Dataset entries
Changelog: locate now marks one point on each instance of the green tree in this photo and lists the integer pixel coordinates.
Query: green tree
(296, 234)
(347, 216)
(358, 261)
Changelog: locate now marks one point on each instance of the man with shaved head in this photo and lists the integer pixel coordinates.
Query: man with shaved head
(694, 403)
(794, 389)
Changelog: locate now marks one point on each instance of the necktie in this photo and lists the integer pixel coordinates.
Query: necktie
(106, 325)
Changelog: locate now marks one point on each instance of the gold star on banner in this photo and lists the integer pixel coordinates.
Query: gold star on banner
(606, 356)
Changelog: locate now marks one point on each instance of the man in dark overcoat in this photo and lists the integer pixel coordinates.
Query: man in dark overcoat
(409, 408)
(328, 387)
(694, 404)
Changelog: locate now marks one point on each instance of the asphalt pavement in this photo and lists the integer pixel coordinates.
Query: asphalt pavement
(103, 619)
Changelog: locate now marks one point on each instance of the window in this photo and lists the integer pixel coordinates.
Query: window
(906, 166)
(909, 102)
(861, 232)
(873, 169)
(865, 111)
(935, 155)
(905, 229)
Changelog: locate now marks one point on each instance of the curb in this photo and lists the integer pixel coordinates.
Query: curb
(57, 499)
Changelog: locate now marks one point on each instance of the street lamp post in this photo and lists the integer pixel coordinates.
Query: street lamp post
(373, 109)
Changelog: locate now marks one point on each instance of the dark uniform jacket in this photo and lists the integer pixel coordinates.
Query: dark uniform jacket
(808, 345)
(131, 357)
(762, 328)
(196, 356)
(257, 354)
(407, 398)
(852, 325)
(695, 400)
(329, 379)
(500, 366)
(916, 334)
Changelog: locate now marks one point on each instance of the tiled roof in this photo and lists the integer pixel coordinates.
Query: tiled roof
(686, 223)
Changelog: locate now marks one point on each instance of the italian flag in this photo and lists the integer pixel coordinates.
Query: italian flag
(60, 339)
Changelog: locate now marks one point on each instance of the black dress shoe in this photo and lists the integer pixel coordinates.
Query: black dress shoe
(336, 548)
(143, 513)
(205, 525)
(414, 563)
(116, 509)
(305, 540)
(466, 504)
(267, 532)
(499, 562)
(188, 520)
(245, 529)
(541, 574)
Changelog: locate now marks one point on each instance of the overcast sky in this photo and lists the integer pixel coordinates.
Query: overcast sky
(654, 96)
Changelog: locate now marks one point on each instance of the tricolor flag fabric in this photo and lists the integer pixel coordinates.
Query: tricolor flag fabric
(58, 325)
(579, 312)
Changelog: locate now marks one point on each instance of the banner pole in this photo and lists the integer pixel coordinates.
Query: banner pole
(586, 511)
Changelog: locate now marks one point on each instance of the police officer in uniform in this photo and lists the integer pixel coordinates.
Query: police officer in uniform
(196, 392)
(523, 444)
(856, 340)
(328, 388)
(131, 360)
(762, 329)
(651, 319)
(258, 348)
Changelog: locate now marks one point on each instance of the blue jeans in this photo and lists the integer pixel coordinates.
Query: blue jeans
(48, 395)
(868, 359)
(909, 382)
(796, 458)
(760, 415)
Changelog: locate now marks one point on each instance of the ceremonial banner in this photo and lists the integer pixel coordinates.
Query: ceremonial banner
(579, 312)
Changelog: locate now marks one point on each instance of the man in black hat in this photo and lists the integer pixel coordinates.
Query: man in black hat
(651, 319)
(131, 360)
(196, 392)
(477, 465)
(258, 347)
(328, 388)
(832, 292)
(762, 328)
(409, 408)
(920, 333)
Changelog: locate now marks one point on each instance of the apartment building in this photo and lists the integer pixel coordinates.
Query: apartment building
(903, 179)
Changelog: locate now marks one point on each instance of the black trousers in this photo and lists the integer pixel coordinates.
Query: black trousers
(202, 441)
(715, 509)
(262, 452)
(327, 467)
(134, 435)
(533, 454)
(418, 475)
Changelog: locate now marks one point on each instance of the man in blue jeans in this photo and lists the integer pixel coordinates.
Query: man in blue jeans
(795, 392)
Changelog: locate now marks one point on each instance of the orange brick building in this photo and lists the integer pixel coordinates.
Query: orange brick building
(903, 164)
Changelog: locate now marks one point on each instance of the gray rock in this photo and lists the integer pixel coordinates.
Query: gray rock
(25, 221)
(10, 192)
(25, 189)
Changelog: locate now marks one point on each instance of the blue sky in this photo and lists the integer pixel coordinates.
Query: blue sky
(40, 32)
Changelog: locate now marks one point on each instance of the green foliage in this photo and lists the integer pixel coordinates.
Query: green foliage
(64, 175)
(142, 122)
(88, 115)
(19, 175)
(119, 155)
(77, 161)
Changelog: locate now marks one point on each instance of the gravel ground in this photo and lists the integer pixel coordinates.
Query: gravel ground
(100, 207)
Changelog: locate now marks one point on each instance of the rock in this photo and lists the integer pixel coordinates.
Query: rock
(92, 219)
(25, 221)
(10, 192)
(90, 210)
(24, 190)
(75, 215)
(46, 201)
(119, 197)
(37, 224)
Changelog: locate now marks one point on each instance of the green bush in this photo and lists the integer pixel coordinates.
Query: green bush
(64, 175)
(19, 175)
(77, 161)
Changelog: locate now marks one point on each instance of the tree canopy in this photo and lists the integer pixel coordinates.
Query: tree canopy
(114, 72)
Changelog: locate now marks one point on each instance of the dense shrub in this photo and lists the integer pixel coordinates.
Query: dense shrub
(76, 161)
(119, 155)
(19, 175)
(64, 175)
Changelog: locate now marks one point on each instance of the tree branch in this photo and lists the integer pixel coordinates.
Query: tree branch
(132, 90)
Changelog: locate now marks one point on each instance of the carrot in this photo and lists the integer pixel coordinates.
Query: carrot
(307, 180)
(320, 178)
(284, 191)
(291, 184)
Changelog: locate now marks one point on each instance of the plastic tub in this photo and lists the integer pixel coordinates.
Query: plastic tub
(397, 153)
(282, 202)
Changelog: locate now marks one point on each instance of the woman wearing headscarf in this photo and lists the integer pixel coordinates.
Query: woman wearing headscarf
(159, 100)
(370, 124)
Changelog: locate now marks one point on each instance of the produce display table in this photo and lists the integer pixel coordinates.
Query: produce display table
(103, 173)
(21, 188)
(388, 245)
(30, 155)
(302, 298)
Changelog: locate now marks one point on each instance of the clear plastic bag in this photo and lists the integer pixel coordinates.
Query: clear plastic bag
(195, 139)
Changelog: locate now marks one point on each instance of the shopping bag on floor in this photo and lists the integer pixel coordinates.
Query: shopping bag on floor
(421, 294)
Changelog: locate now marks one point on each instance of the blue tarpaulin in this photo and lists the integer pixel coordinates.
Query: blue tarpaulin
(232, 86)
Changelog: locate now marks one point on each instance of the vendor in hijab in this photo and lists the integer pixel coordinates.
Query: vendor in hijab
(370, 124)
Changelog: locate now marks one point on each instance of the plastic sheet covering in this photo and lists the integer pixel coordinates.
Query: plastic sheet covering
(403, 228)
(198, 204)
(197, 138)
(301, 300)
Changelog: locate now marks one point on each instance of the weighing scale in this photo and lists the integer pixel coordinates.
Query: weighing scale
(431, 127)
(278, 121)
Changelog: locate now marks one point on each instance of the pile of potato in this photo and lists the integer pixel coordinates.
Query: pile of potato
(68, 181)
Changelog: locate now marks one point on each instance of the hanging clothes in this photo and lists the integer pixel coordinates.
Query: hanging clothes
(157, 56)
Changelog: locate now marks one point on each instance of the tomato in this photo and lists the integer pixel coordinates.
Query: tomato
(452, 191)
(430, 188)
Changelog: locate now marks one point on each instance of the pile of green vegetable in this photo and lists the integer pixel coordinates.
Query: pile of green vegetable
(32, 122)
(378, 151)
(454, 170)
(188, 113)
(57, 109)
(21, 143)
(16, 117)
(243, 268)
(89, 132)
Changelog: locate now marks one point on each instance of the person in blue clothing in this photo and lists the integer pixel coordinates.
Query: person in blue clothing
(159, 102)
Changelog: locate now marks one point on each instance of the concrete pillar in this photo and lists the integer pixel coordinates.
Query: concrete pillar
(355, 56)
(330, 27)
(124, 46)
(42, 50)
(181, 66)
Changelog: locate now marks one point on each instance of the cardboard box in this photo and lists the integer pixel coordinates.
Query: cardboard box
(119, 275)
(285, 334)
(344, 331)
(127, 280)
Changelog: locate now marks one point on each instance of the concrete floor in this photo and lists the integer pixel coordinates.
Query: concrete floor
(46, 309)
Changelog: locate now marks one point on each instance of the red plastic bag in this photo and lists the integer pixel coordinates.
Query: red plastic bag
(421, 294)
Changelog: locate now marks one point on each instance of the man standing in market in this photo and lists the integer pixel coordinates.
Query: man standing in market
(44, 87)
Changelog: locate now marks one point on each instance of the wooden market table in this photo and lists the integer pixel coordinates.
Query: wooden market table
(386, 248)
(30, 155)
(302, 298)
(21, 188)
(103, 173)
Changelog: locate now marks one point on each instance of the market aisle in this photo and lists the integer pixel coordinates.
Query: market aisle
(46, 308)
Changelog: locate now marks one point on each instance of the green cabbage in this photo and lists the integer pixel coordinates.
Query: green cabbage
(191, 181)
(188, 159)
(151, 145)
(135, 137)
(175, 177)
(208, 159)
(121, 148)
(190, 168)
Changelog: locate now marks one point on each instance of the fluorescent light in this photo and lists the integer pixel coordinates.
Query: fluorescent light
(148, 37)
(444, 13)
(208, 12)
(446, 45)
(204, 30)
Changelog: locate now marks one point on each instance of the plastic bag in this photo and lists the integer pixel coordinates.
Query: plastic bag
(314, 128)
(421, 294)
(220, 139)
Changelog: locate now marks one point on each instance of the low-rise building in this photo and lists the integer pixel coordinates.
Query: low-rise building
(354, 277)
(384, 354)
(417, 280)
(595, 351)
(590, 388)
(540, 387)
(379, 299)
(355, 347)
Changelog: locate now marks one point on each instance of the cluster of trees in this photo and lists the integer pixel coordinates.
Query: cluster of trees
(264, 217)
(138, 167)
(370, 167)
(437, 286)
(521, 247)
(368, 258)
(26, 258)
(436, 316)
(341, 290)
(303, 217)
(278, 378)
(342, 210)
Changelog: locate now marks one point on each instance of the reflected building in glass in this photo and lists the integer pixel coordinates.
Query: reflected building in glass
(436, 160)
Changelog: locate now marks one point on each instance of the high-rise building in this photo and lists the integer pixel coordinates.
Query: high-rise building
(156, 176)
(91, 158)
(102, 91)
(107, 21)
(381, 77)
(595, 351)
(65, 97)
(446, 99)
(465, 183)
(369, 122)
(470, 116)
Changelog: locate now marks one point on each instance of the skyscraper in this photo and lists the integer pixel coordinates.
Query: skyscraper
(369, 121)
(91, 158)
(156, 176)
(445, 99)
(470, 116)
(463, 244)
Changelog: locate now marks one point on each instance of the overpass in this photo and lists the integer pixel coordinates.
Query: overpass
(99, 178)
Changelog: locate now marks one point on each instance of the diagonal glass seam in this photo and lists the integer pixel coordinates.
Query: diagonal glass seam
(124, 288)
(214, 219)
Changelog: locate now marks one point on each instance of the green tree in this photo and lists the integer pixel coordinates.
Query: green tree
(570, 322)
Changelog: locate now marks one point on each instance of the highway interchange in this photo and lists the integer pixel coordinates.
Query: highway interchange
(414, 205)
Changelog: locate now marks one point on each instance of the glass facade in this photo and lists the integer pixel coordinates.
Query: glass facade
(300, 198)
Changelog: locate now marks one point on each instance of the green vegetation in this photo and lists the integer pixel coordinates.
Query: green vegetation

◆ **The problem**
If a line in the entries holds the string "vegetation", copy it.

◆ **Written solution**
Changelog: locate now marks one point on each instance of the green vegetation in this photo and lists the integer pixel coordinates.
Query: green vegetation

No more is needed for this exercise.